Document section:
Tennessee Titans: Why Derrick Henry has a chance for 2,000 yards this season

There has only been seven 2,000 yard rushers in NFL history, and Derrick Henry could become the eighth this season.

Yes, the Derrick Henry that plays for the Tennessee Titans.

Chris Johnson eclipsed the mark in 2009, which would make the Titans the first team in NFL history with two 2,000 yard rushers if it were to occur.

And I get it…that’s a HUGE if.

But the stars are uniquely aligned this season for Henry to accomplish this rare feat.

Physical / Mental Toughness

To eclipse 2,000 yards you must be extremely durable, and Henry checks that box.

He’s built like a mack-truck and has played in 49 of his first 50 games for the Titans. He played in all 34 games the last two seasons, and looks to be in the best shape of his career heading into year four.

Henry showed mental toughness last season after a dreadful start. Facing fan fury, decreased playing time, and trade rumors, Henry responded with a franchise record 238 yards in a must-win game against Jacksonville. He closed the season with 585 yards the last four games.

That’s 146 yards per game, well above the average of 125 needed to reach 2,000.

Improved – Motivated O’Line 

Tennessee’s o’line was shaky at times last season, yet the Titans still finished seventh in the league in rushing. Left guard Rodger Saffold was brought in via free agency to bolster the unit, and should make a formidable duo with three-time Pro Bowl left tackle Taylor Lewan.

On the right side, we should see the best out of Jack Conklin this season, if for no other reason than business. The Titans declined the fifth-year option for Conklin, who has an All Pro selection in 2016. Nothing motivates a player to perform at his best like the thought of being a pending free agent by year’s end.

Better Complimentary Pieces

If a good running game is a quarterback’s best friend, then competent weapons on the outside are a running back’s best friend.

The Titans were 29th in passing last season, and second year receiver Corey Davis provided the only true threat on the outside. He averaged 13.7 yards per catch.

That should change this year with several key additions.

Rookie second round pick A.J. Brown was one of the most explosive receivers in this year’s draft, averaging just under 16 yards per catch in three seasons at Ole Miss.

Adam Humphries was brought in via free agency, giving Tennessee one of the most reliable slot receivers in the league last season (76 catches, 816 yards, 5 tds for Tampa Bay).

Your assignment:
Copy the Derrick Henry article from "On the right" up to and including "by year’s end.", swapping "fifth-year option" for "contract extension".

Source information:
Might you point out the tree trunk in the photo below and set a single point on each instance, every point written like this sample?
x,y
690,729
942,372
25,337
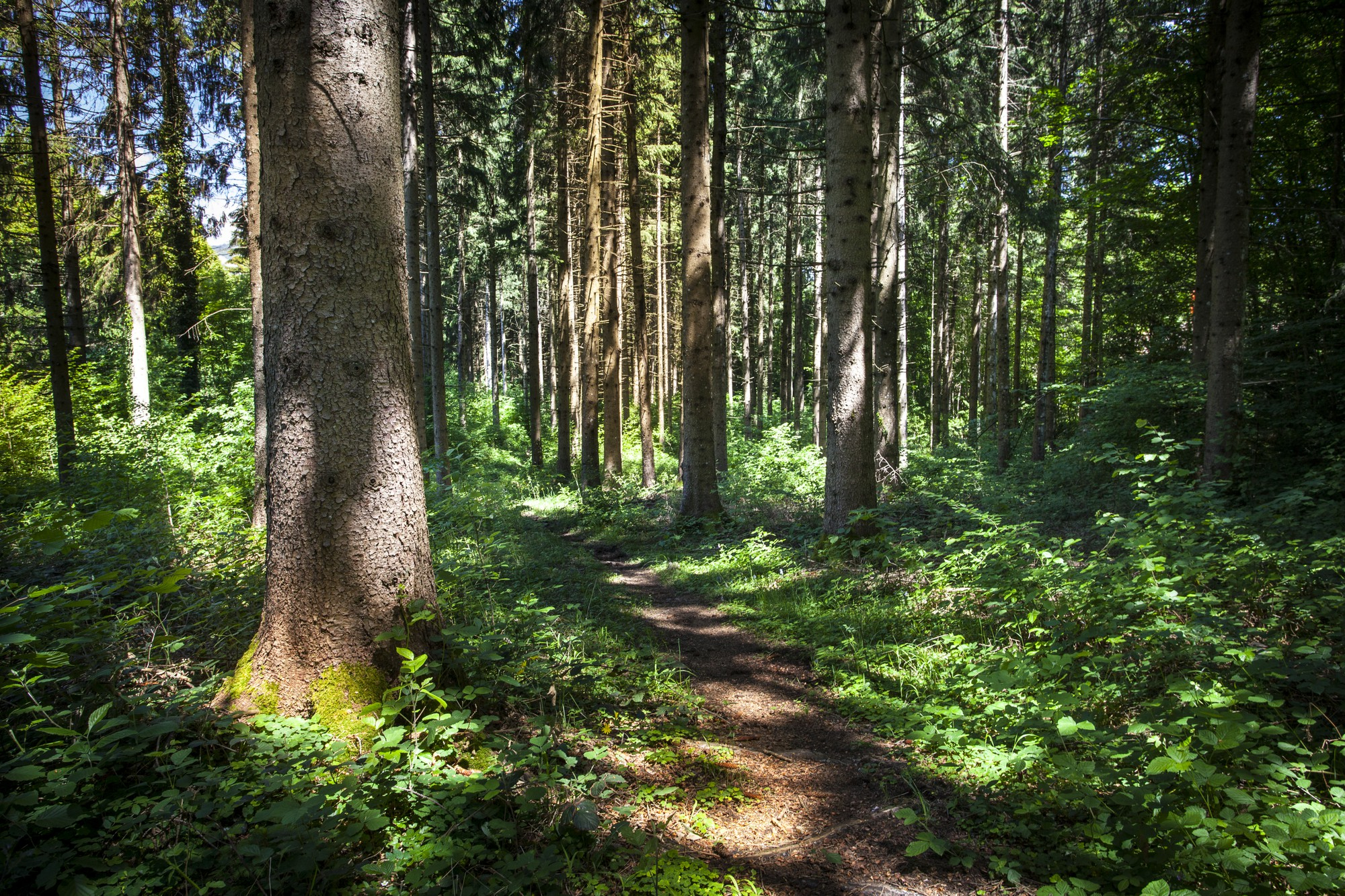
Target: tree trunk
x,y
723,360
411,216
700,485
48,257
348,548
590,474
252,157
642,329
1217,18
849,126
128,189
1230,236
434,286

Final answer:
On the right side, we should see the best out of Jack Conklin this season, if for no other reason than business. The Titans declined the contract extension for Conklin, who has an All Pro selection in 2016. Nothing motivates a player to perform at his best like the thought of being a pending free agent by year’s end.